## Task description
Your output should be the line that contains "Question. Identify every instance of the range" and all lines after it in the records, retyped exactly through the last one.

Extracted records
....
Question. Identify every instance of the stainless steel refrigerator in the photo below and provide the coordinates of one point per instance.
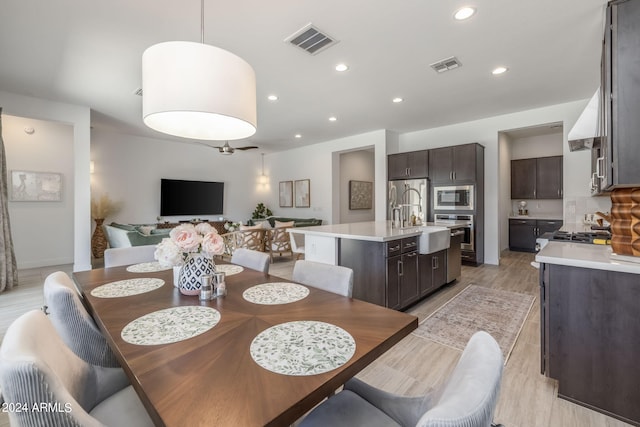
(407, 202)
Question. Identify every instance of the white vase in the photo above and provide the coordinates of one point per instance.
(195, 266)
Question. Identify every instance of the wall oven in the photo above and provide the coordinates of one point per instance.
(453, 198)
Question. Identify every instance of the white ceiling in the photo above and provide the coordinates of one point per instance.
(88, 52)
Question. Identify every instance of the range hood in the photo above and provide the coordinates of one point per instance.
(586, 131)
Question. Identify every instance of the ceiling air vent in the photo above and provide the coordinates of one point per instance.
(311, 39)
(446, 64)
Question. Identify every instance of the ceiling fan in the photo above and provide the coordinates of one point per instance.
(227, 149)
....
## Task answer
Question. Identify every instance of the range hood in the photo above and provide the coordinates of one point per instance.
(586, 131)
Question. Identify every instance of the ceiling air vent in the photo above and provide the coordinates of one point per instance.
(311, 39)
(446, 64)
Question. Identify every instance of the ceiling fan in the photo above and provide the coordinates of one point per instance.
(227, 149)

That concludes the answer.